▶ Requirement: Pick out every line of the rows below that contains the word "photo", matching case exactly, and copy each of those lines in full.

=== Data for processing ===

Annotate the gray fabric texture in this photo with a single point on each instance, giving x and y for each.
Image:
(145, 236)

===
=== Data for processing ===

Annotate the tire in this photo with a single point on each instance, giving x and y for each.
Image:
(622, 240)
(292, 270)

===

▶ Reply:
Annotate the gray fabric texture in this photo with a single point on each instance, giving x and y for each.
Annotate the tire in this photo with a single point on each instance, giving x and y for each.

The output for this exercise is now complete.